### The problem
Extract each line of the data below that contains the string "pole".

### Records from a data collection
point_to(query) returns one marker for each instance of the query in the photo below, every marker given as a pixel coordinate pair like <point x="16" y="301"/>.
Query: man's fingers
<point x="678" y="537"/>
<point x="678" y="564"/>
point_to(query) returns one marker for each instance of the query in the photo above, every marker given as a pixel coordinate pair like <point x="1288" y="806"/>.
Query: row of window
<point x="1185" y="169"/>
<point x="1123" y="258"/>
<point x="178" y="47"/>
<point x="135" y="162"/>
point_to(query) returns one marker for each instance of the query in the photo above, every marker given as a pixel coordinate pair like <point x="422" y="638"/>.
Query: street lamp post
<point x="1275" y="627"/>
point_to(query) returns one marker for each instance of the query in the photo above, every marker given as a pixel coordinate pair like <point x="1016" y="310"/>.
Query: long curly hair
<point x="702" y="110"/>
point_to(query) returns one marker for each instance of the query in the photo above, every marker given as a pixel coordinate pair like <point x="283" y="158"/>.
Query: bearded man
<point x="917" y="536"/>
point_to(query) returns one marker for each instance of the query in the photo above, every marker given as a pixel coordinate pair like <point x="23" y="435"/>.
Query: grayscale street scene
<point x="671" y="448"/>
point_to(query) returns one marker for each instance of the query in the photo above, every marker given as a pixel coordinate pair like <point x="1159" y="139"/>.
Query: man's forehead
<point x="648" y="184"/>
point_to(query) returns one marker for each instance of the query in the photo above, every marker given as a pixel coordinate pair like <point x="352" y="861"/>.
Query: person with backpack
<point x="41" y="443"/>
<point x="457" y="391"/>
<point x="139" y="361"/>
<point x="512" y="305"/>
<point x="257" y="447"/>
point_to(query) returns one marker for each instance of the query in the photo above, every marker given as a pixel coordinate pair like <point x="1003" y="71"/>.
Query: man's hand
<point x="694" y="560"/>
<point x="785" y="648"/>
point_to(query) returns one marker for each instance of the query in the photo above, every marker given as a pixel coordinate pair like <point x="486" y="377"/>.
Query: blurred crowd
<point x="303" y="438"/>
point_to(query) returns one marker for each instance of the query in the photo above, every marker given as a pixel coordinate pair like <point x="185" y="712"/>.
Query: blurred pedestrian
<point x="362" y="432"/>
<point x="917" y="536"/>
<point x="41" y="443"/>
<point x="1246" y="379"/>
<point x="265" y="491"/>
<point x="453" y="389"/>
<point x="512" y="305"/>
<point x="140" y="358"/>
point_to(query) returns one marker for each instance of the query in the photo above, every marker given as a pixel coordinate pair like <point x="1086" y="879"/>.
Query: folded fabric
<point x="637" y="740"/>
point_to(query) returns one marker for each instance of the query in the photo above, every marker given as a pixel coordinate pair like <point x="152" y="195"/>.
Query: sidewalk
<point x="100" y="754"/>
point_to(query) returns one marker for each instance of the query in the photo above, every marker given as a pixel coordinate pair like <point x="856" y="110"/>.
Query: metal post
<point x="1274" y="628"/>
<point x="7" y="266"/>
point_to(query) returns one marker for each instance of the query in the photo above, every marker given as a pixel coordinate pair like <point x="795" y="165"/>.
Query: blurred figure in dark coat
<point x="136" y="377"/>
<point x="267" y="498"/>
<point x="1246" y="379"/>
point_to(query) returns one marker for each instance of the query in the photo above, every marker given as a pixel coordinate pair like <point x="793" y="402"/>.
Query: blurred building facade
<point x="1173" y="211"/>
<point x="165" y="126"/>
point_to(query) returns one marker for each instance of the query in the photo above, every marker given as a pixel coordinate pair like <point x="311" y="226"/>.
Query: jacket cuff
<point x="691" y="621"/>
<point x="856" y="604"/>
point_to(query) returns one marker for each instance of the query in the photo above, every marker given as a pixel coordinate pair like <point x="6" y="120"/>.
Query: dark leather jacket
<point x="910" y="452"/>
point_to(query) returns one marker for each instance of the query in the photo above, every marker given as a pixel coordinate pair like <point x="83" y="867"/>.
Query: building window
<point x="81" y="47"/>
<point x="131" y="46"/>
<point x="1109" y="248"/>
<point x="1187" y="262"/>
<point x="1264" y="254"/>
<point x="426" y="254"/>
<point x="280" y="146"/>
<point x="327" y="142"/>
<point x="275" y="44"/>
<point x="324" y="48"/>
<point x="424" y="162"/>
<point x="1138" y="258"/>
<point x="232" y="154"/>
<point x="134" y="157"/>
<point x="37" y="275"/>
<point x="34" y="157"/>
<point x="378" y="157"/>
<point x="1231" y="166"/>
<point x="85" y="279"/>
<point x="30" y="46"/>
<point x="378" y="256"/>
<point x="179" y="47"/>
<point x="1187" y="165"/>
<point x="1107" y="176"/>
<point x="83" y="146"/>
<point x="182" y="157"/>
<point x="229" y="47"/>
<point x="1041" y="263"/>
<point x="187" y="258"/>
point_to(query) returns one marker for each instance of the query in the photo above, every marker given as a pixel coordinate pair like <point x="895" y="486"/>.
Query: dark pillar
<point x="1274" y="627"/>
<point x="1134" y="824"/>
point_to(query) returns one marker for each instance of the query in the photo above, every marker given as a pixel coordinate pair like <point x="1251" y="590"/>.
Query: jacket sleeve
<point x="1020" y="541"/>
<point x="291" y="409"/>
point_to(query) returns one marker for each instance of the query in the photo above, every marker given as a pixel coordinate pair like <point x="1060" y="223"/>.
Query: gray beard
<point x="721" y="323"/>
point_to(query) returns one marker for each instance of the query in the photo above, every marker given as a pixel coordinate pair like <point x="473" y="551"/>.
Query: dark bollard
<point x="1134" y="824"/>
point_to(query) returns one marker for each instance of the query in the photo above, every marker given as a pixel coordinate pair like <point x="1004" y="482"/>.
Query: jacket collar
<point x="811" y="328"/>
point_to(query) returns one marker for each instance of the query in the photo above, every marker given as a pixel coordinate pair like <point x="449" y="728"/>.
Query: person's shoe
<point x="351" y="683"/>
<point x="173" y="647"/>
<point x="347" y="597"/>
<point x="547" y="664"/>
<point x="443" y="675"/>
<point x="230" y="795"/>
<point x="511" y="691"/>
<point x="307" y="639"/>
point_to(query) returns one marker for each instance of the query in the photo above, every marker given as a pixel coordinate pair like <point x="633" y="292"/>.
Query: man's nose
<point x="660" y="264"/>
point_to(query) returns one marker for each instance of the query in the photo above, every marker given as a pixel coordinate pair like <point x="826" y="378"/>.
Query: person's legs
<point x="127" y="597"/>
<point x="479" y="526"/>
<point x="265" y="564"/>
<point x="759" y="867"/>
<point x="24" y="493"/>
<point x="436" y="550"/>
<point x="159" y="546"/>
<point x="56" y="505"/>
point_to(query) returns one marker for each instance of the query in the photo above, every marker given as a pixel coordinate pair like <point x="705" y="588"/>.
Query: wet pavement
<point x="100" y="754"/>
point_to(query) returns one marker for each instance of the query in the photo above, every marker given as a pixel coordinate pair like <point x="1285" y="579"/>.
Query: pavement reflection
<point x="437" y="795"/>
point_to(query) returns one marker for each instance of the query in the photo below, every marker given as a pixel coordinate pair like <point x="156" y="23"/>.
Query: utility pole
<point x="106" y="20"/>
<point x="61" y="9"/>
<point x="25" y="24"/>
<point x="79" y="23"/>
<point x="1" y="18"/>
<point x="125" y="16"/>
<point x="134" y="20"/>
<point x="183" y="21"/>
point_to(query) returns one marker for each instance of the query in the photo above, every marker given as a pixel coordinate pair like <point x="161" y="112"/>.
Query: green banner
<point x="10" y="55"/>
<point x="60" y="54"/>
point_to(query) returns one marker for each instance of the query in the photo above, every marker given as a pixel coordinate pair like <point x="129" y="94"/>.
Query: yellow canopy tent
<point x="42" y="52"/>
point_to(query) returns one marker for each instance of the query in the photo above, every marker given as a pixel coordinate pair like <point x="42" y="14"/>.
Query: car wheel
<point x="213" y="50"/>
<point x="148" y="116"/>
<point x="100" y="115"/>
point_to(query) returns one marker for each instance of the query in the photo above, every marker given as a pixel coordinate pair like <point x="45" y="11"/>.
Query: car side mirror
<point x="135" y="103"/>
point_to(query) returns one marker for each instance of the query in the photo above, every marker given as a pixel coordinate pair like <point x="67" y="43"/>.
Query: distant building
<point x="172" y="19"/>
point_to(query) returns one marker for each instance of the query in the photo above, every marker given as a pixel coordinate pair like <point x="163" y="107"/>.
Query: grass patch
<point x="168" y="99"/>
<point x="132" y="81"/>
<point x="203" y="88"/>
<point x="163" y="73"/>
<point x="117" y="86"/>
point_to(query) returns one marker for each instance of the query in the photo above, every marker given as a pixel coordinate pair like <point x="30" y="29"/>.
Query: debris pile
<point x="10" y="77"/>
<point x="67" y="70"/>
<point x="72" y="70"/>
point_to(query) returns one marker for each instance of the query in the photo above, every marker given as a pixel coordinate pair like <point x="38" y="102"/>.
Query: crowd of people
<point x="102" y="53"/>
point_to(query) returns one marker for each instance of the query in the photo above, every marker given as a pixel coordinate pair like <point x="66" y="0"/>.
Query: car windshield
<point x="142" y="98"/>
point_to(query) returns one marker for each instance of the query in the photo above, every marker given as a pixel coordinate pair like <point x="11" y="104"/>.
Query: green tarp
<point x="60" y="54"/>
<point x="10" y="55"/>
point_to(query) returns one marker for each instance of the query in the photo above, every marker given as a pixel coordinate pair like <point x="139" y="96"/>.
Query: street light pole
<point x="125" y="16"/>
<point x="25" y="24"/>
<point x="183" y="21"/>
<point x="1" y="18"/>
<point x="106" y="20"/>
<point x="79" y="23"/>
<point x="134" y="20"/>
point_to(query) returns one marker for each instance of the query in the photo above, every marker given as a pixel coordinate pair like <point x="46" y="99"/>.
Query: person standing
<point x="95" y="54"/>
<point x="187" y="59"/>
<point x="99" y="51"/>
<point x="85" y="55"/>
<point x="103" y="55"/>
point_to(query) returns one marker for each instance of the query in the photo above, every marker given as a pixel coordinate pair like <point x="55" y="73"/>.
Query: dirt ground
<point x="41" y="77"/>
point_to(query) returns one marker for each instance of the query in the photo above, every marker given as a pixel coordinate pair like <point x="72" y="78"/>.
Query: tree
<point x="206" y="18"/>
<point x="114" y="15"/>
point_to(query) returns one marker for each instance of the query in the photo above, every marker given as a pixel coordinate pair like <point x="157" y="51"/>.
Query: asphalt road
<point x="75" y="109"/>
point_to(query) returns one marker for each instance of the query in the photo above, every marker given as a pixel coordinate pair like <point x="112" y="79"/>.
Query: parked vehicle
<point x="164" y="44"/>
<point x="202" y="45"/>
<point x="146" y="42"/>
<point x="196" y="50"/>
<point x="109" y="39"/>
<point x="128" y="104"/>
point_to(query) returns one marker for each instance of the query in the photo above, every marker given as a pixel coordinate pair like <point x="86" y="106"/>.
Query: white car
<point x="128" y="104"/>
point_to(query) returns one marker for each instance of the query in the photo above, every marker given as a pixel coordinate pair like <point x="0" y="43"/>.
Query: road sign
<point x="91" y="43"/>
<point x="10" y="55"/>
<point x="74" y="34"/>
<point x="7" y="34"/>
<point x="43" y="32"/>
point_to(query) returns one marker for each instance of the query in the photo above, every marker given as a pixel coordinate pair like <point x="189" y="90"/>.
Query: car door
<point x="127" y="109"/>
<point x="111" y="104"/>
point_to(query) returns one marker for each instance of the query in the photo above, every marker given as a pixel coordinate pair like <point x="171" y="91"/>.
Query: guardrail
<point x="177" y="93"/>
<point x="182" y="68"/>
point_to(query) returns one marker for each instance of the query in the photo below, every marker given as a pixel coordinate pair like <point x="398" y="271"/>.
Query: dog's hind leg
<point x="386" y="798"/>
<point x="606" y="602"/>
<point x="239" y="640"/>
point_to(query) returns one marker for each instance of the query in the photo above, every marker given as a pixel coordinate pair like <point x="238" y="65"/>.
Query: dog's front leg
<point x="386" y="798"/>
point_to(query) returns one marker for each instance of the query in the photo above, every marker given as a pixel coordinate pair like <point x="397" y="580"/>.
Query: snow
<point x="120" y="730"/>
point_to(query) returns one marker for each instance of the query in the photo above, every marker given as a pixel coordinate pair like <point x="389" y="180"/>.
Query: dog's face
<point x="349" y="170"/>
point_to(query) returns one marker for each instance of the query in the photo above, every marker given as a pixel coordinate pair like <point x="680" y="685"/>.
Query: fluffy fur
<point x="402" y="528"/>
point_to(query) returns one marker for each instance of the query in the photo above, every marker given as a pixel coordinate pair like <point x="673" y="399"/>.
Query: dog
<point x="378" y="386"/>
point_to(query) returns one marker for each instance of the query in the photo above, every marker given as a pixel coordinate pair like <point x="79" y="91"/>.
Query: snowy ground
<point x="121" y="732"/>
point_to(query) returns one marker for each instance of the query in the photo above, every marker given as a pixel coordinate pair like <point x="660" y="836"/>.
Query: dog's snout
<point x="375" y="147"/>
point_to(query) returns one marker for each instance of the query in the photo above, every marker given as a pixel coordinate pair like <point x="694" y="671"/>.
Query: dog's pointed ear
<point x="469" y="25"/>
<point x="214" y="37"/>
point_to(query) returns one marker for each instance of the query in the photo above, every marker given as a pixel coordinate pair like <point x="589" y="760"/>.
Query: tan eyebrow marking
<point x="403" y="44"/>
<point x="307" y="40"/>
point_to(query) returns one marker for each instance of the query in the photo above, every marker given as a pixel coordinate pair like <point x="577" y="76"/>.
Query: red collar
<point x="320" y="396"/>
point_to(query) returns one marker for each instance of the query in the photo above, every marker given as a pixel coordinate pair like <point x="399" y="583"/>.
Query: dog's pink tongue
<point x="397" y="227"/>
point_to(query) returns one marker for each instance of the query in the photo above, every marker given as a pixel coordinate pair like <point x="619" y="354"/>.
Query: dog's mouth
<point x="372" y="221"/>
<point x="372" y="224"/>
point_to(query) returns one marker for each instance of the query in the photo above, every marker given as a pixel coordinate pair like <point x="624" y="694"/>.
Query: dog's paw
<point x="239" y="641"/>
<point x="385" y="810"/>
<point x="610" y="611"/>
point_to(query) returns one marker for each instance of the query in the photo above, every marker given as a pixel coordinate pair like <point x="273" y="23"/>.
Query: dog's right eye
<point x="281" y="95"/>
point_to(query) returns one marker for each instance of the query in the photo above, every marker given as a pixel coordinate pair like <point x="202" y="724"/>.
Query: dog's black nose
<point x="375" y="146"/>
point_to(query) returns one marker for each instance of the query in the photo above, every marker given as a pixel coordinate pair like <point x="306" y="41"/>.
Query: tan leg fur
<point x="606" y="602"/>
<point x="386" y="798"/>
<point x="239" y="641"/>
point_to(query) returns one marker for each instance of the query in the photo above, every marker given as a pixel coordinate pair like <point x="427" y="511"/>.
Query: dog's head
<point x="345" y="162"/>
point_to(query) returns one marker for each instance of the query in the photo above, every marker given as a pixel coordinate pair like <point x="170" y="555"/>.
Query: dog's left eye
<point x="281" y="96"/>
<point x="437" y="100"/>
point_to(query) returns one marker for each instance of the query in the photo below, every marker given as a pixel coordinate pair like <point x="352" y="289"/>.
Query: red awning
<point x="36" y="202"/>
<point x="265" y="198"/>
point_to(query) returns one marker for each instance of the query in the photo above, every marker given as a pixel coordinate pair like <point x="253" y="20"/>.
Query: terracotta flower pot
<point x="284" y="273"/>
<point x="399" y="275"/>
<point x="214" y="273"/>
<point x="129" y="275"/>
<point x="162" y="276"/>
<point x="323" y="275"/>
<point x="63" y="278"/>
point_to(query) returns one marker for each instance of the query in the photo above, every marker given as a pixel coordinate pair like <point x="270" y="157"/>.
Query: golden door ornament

### Response for this exercise
Query: utility pole
Query: street light pole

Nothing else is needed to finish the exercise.